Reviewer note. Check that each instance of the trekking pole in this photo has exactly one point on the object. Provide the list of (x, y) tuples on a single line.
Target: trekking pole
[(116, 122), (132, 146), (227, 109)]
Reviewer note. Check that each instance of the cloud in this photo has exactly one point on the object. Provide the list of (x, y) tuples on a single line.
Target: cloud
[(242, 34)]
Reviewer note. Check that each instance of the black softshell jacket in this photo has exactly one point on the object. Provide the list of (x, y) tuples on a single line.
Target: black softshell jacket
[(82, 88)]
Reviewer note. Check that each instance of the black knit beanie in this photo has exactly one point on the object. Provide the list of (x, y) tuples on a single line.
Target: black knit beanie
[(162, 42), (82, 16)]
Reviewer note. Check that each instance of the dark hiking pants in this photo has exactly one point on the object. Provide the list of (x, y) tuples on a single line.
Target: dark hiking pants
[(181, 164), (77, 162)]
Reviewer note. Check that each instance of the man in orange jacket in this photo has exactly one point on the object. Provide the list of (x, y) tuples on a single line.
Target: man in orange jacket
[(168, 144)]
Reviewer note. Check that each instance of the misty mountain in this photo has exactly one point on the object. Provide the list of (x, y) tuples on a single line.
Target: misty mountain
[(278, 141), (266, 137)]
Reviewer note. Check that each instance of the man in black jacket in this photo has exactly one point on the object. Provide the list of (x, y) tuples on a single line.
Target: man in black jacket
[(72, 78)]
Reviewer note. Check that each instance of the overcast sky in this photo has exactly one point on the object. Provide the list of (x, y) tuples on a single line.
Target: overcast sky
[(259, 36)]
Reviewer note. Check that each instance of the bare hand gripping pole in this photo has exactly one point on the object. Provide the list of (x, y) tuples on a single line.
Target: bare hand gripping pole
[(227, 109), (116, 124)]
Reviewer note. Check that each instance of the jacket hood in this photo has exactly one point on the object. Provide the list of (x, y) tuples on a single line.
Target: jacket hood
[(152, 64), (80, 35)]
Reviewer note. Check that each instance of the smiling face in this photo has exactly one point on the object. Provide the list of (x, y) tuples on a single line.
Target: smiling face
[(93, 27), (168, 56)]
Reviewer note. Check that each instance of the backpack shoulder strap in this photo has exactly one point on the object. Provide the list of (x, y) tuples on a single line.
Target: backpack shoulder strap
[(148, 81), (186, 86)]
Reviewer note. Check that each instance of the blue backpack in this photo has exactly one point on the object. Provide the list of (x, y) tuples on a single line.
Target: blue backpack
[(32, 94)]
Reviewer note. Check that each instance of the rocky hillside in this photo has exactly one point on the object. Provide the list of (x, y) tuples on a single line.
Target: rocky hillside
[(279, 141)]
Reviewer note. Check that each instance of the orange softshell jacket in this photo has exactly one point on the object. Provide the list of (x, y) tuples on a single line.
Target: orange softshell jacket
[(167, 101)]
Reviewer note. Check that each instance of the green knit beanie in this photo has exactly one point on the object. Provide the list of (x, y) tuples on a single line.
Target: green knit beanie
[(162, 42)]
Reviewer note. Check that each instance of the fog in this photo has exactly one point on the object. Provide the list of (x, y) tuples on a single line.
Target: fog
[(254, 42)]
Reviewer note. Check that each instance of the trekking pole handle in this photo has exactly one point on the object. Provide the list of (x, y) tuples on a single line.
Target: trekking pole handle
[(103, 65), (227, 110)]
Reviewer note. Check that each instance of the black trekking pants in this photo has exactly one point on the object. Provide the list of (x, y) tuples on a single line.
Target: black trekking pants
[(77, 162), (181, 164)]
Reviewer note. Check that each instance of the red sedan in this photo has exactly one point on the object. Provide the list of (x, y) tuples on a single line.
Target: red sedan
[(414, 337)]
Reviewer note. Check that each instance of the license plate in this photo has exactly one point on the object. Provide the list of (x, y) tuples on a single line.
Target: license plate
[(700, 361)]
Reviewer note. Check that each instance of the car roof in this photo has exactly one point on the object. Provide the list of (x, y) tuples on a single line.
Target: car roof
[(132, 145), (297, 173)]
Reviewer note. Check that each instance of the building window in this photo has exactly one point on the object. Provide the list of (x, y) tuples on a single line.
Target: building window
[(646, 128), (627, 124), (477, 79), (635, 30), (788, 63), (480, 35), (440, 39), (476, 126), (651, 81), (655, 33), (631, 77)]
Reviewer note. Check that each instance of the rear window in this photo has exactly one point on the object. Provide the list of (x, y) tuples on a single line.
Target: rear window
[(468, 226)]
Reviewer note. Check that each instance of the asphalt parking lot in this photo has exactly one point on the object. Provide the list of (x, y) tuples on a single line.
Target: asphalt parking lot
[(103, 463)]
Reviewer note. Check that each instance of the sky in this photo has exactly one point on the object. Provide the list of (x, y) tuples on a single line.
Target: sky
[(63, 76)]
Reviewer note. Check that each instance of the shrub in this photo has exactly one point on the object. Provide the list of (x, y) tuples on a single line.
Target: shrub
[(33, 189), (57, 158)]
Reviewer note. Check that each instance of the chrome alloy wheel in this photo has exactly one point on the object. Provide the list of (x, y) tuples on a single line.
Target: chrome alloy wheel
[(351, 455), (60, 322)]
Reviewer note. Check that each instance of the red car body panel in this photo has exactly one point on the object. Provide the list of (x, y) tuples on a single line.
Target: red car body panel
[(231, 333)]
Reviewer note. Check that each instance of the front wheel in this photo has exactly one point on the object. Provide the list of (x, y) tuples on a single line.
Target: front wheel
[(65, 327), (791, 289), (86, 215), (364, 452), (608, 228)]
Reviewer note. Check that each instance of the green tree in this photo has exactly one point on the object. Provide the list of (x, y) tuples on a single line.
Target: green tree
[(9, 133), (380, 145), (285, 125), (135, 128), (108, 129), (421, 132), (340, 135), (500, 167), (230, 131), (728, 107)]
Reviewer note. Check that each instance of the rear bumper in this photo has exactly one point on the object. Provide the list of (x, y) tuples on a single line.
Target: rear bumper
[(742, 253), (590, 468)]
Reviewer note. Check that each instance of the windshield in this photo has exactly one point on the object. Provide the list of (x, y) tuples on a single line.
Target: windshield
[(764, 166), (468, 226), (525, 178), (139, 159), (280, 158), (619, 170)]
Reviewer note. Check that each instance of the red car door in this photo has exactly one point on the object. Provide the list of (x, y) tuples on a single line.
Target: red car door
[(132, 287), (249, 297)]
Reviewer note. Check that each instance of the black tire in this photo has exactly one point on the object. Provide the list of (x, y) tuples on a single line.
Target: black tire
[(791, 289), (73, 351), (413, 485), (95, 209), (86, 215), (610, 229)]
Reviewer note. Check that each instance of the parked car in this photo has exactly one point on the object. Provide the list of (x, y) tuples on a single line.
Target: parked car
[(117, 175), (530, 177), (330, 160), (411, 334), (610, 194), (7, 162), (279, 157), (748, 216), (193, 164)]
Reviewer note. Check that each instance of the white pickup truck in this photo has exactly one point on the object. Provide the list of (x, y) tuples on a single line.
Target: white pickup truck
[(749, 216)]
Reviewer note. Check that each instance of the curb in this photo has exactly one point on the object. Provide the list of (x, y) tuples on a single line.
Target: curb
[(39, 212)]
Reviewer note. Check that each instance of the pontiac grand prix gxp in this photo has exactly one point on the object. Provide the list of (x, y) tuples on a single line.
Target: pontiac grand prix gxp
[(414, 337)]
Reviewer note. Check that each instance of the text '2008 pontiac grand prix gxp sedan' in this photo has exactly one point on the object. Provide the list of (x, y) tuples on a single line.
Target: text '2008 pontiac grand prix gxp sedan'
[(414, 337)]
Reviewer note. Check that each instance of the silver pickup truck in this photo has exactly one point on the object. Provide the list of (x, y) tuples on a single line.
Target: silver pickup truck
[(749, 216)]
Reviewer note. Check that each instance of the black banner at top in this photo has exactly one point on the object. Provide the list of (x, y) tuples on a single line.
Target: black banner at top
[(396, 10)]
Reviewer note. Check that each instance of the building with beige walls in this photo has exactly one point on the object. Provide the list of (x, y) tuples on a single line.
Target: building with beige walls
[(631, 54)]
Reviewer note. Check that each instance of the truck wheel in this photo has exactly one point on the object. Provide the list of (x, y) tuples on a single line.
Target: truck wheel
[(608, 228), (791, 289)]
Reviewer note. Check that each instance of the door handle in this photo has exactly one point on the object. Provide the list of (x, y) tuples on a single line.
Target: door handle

### WORK TO COMPLETE
Render the lines of the entries above as a Markdown table with columns Row and Text, starting with the line that contains "Reviewer note. Check that each instance of the man in black" and going on through the line that contains "[(259, 36)]". Give each line its own numbered row and leave out blank lines.

### EXERCISE OUTPUT
| Row | Text |
|---|---|
| 1 | Reviewer note. Check that each instance of the man in black jacket in this photo has exactly one point on the object. Provide the list of (x, y) tuples on a single line. |
| 2 | Target: man in black jacket |
| 3 | [(72, 78)] |
| 4 | Reviewer note. Check that each instance of the overcast sky in this photo has exactly one point on the object. Provide the list of (x, y) tuples on a single line. |
| 5 | Target: overcast sky |
| 6 | [(259, 36)] |